Instructions for the task: Every entry, start to finish, should be printed verbatim without pictures.
== Source records ==
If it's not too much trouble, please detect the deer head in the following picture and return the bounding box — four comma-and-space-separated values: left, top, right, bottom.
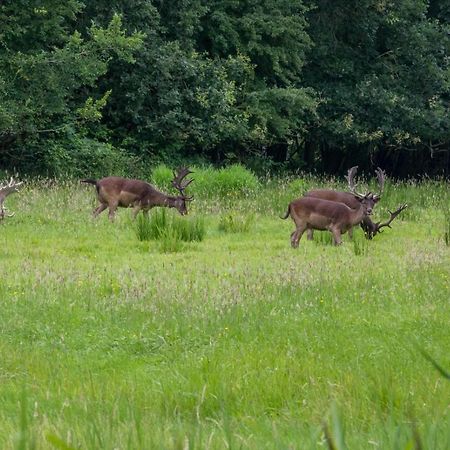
345, 166, 378, 216
171, 167, 194, 215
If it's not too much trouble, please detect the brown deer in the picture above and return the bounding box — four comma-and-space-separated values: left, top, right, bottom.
304, 166, 384, 240
360, 203, 408, 239
0, 177, 23, 220
81, 167, 194, 221
281, 170, 376, 246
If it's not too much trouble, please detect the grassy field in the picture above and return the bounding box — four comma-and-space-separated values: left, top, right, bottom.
0, 174, 449, 449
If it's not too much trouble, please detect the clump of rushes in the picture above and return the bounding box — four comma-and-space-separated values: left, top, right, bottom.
135, 209, 205, 243
218, 212, 254, 233
158, 227, 184, 253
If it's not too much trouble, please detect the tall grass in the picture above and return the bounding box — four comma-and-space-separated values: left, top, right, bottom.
135, 209, 205, 244
218, 212, 254, 233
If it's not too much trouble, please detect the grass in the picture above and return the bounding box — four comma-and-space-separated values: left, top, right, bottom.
218, 212, 254, 233
0, 176, 449, 449
135, 209, 205, 245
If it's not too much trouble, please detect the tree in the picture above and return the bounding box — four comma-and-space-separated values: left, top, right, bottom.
0, 1, 143, 174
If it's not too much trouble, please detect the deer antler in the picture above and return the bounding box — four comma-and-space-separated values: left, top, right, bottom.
===
Response below:
If it's not too much trouble, please detect the deer head in the following picture and return the bounding box — four comma-and-space-separated values: left, top, right, bottom.
345, 166, 378, 216
171, 167, 194, 215
If it's not too much trouble, please detect the brown deer in the picture above and return the bounding box — four comma-and-space-separated values: left, top, right, bottom.
304, 166, 384, 240
360, 203, 408, 239
0, 177, 23, 220
81, 167, 194, 221
281, 170, 376, 246
If it's not too much trouble, please detect the grassy field in the picture above and return the bounding box — four comma-and-space-separated values: left, top, right, bottom.
0, 174, 449, 449
If it's not too much trouble, please detect the clump of rushes in the picture above and return the bounding box — four comma-and-space-separated values: left, top, right, bottom.
135, 209, 205, 243
218, 212, 254, 233
158, 227, 184, 253
If it's not too much trouble, please detect the tall grass in the picture above and return the bounding box — four comma-and-space-separated values: left, top, right, bottom.
135, 209, 205, 244
218, 212, 254, 233
If it's not too much trouble, please detect the grass in the picture above and return the bounding box — four comma-and-space-separated values: left, top, right, bottom.
218, 212, 254, 233
0, 176, 449, 449
135, 209, 205, 245
If it's not too much trouble, please detect the tree in the picture above and return the bounding box — four comma-and-space-separated values: left, top, right, bottom.
0, 1, 143, 174
If it's not too much trouble, please detect the deer antler in the picture above and return the bounding box — four comma-and-space-separated values: left, top, right, bottom.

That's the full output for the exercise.